■ **Collected data entries**
Content starts
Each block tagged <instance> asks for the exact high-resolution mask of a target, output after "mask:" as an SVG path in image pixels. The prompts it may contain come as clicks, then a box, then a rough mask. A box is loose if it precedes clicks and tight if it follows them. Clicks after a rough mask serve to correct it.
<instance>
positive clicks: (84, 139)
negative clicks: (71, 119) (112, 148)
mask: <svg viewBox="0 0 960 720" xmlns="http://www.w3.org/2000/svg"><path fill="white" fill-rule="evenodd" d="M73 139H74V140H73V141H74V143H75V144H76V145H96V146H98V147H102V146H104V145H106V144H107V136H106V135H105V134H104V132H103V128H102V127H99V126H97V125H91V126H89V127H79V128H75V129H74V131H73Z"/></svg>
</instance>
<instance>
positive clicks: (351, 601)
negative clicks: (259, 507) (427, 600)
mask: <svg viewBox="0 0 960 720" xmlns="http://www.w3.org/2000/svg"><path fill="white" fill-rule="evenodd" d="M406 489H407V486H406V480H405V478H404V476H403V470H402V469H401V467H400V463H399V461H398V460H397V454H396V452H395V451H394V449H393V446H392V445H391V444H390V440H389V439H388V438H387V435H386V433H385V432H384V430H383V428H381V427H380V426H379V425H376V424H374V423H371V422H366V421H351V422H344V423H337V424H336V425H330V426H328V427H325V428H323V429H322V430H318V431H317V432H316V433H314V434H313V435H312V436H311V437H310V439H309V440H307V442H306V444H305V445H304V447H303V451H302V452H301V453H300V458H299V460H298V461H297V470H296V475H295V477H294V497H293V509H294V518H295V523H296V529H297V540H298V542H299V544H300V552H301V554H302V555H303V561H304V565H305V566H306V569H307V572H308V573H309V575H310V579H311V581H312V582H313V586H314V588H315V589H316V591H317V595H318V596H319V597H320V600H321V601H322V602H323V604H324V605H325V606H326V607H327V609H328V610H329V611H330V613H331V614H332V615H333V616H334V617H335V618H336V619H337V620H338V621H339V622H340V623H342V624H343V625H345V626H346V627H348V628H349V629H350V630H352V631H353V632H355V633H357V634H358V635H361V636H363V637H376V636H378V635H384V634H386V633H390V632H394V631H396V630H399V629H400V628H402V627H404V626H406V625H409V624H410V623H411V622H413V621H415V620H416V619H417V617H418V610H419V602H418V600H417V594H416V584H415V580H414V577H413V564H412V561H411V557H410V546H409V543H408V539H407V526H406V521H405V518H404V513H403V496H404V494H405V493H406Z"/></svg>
Content ends
■ **Task directions**
How many lines in the entries above contain the word "clicks"? Case counts; give only the number.

■ **Finished task**
5